- _Text to read_
* * * * * * *

Rev. Ashley Harness

Sacred Texts: Stone Soup Folktale and Psalm 65

Beloved Lyndale,

Welcome to stewardship season, which is the season when we do our annual fundraising campaign to support all the ways we will live out our mission of deepening faith in community, living progressive Christian spirituality, and embodying God’s justice and love so we can change the world for the better together. This is the time we recommit ourselves and our resources to the Holy One who is the source of the sustenance that waters the earth and our souls.

Let me back up. I may have gotten to the punch line a bit too soon.

“Praise is due to you,
O God, in Zion;
and to you shall vows be performed,” says the beginning of our scripture this morning.

In a little bit, we are going to welcome new members into this community. They are awesome humans. We have a dad and daughter pair with matching ringlets – I mean, how much better can it get? We have a baby we got to baptize already. We have a brilliant scientist, a wizard cup-cake art maker, a web designer, a wise story teller, black lives matter activists, a union organizer, a sexual assault advocate, analytical consultant thinkers, deeply dedicated parents, lovers of the outdoors, courageous questioners of their childhood faiths, loving humans seeking a living, breathing, growing and grown-up faith.

This morning, they will offer their vows of membership to this community. And we will offer our vows of support and welcome. These are covenants of our commitment to each other, to the God of our understanding and to living lives in service of the good in this world. Vows or covenants are our beginning together in community, in marriage, in baptism, in confirmation, in so many rights of passage of life together.

* * * * * * *

- _Stored data_
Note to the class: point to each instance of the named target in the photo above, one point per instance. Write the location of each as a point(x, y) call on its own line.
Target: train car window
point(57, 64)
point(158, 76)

* * * * * * *

- _Tasks to perform_
1. Does each statement agree with the sermon? Answer yes or no, and quote the words of the sermon that decide it.
(a) The new members include a union organizer.
(b) The new members will offer their vows of membership in the evening.
(c) Stewardship season is when the annual fundraising campaign takes place.
2. Answer these questions from the sermon.
(a) Which two sacred texts are named in its heading?
(b) Which pair among the new members has matching ringlets?
(c) What vows will the congregation offer the new members?
3. Rewrite the sermon's paragraph beginning "In a little bit, we are going to welcome" as a shorter bulleted list that keeps its main facts.

- _Responses by task_
1.
(a) Yes: "a union organizer"
(b) No: "This morning, they will offer their vows of membership to this community."
(c) Yes: "the season when we do our annual fundraising campaign"

2.
(a) The Stone Soup Folktale and Psalm 65
(b) A dad and daughter
(c) Vows of support and welcome

3.
New members being welcomed into the community shortly include:
- a dad and daughter with matching ringlets
- a baby who has already been baptized
- a scientist, a cupcake art maker, a web designer, and a storyteller
- Black Lives Matter activists, a union organizer, and a sexual assault advocate
- analytical consultants, dedicated parents, and lovers of the outdoors
- people questioning their childhood faiths and seeking a living, grown-up faith